TEKS SUMBER
========

Kami memiliki dua blog khusus untuk buku sastra, terutama buku-buku sastra yang tak ada di toko buku:

1. http://pustakapelabuhan.blogspot.com/ -berisi info2 buku sastra yang bisa dipesan langsung ke penulisnya. Anda bisa memberikan info buku2 sastra yang sedang terbit lewat dinding Indrian Koto atau Jualan Buku Sastra.

2. http://jualbukusastra.blogspot.com/. Berisi daftar buku yang bisa dipesan kepada kami secara langsung. Anda bisa bekerjasama dengan kami dalam distribusi kecil-kecilan.

Sunday, August 19, 2007

Saya, Pembaca yang Kampungan

Saya ingat ketika datang pertama kali ke Yogya awal tahun 2004, saya kaget melihat begitu banyaknya buku dikoleksi secara pribadi. Setiap orang yang saya kunjungi memiliki rak-rak buku yang tertata rapi dengan kemasan yang menggoda minat saya. Rasa kaget itu berubah panik begitu melihat ada beberapa buku yang pernah saya dengar judulnya, pernah disebut-sebut pengarangnya. Keinginan saya meledak-ledak untuk segera membacanya. Keinginan semacam itu menjadikan saya seorang yang rakus; menumpuk sebanyak-banyaknya buku tanpa ada selera untuk membacanya.

========

KUMPULAN DATA
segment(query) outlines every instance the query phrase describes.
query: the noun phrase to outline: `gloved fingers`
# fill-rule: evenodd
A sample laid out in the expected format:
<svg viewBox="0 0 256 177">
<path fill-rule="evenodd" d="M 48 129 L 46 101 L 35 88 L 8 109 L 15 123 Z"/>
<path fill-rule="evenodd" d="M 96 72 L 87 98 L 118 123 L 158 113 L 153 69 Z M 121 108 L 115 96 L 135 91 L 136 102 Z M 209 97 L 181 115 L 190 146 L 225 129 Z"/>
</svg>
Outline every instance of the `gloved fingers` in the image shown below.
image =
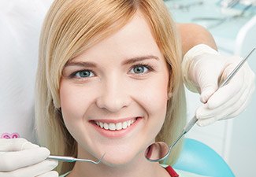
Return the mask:
<svg viewBox="0 0 256 177">
<path fill-rule="evenodd" d="M 15 171 L 0 172 L 0 177 L 35 177 L 53 170 L 58 165 L 55 160 L 43 160 L 34 165 L 19 168 Z"/>
<path fill-rule="evenodd" d="M 233 115 L 237 110 L 243 110 L 247 105 L 248 93 L 250 90 L 246 90 L 244 92 L 239 92 L 239 94 L 236 95 L 232 101 L 224 105 L 221 107 L 218 107 L 215 109 L 210 109 L 207 105 L 201 106 L 198 109 L 196 114 L 198 120 L 210 120 L 212 119 L 211 124 L 218 120 L 228 119 L 235 116 Z M 242 95 L 240 95 L 242 94 Z M 204 125 L 206 125 L 210 120 L 206 121 Z"/>
<path fill-rule="evenodd" d="M 56 171 L 51 171 L 37 177 L 58 177 L 58 173 Z"/>
<path fill-rule="evenodd" d="M 229 119 L 232 117 L 235 117 L 236 116 L 238 116 L 239 113 L 241 113 L 248 105 L 248 104 L 250 103 L 250 101 L 251 100 L 251 95 L 254 93 L 254 89 L 252 90 L 249 90 L 248 93 L 245 93 L 243 97 L 245 98 L 245 100 L 243 101 L 242 101 L 242 103 L 240 104 L 237 104 L 237 109 L 236 109 L 236 105 L 235 105 L 235 109 L 234 110 L 236 110 L 235 112 L 232 112 L 231 114 L 227 115 L 227 117 L 222 117 L 220 120 L 224 120 L 224 119 Z"/>
<path fill-rule="evenodd" d="M 28 142 L 24 138 L 0 138 L 0 152 L 19 151 L 38 148 L 39 146 Z"/>
<path fill-rule="evenodd" d="M 221 106 L 218 106 L 215 109 L 209 108 L 209 102 L 204 104 L 197 109 L 195 115 L 198 119 L 208 119 L 213 116 L 217 116 L 218 114 L 226 112 L 228 108 L 233 108 L 233 105 L 241 99 L 245 99 L 242 98 L 244 94 L 244 91 L 241 90 L 237 93 L 233 98 L 232 98 L 228 101 L 225 102 Z"/>
<path fill-rule="evenodd" d="M 213 109 L 222 107 L 227 102 L 232 101 L 239 93 L 243 93 L 247 88 L 247 83 L 241 76 L 235 76 L 230 82 L 219 88 L 208 100 L 209 109 Z"/>
<path fill-rule="evenodd" d="M 200 127 L 204 127 L 206 125 L 210 125 L 216 122 L 217 120 L 214 117 L 208 118 L 208 119 L 198 119 L 198 120 L 196 122 L 196 124 Z"/>
<path fill-rule="evenodd" d="M 0 171 L 19 169 L 44 160 L 50 155 L 50 151 L 44 147 L 0 154 Z"/>
<path fill-rule="evenodd" d="M 208 86 L 201 89 L 200 101 L 206 103 L 209 98 L 214 94 L 217 89 L 217 83 L 215 86 Z"/>
</svg>

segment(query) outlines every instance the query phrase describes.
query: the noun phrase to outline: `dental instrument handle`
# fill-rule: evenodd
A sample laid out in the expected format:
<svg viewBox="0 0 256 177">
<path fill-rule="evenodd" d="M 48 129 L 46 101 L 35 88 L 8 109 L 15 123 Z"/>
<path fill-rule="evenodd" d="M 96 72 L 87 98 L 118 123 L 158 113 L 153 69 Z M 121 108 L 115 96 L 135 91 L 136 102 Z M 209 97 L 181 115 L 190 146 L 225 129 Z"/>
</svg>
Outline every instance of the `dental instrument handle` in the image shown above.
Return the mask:
<svg viewBox="0 0 256 177">
<path fill-rule="evenodd" d="M 255 50 L 255 48 L 253 48 L 253 50 L 247 54 L 247 57 L 245 57 L 238 65 L 237 66 L 233 69 L 233 71 L 228 76 L 228 77 L 224 80 L 224 82 L 219 86 L 218 89 L 222 87 L 223 86 L 226 85 L 228 81 L 236 75 L 236 73 L 239 70 L 239 68 L 243 66 L 244 62 L 247 60 L 247 58 L 250 57 L 250 55 Z M 176 140 L 173 143 L 173 145 L 170 146 L 170 148 L 173 148 L 177 142 L 183 137 L 185 134 L 187 134 L 191 127 L 195 124 L 195 123 L 198 121 L 198 119 L 195 116 L 187 123 L 186 127 L 183 129 L 181 134 L 180 136 L 176 138 Z"/>
<path fill-rule="evenodd" d="M 244 62 L 247 60 L 247 58 L 250 57 L 250 55 L 255 50 L 255 48 L 254 48 L 249 54 L 247 54 L 247 57 L 245 57 L 238 65 L 237 66 L 234 68 L 234 70 L 228 75 L 228 76 L 224 79 L 224 81 L 221 84 L 220 87 L 222 87 L 223 86 L 226 85 L 228 82 L 232 79 L 232 77 L 236 75 L 236 73 L 239 70 L 239 68 L 243 66 Z"/>
<path fill-rule="evenodd" d="M 102 158 L 100 158 L 98 161 L 94 161 L 90 159 L 78 159 L 78 158 L 75 158 L 73 157 L 52 156 L 52 155 L 49 156 L 46 159 L 47 160 L 58 160 L 58 161 L 65 161 L 65 162 L 83 161 L 83 162 L 90 162 L 90 163 L 92 163 L 95 164 L 98 164 L 98 163 L 100 163 L 102 161 L 104 156 L 105 156 L 105 153 L 103 154 Z"/>
<path fill-rule="evenodd" d="M 48 160 L 55 160 L 58 161 L 65 161 L 65 162 L 75 162 L 76 158 L 72 157 L 64 157 L 64 156 L 49 156 Z"/>
</svg>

========

TUGAS LATIHAN
• 1. Salin ulang seluruh bagian teks sumber di atas, mulai dari "1. http://pustakapelabuhan.blogspot.com/ -berisi" hingga "Jualan Buku Sastra.".
• 2. Menurut teks sumber, kapan penulis pertama kali datang ke Yogya?

JAWABAN
• 1.
1. http://pustakapelabuhan.blogspot.com/ -berisi info2 buku sastra yang bisa dipesan langsung ke penulisnya. Anda bisa memberikan info buku2 sastra yang sedang terbit lewat dinding Indrian Koto atau Jualan Buku Sastra.

• 2. Pada awal tahun 2004.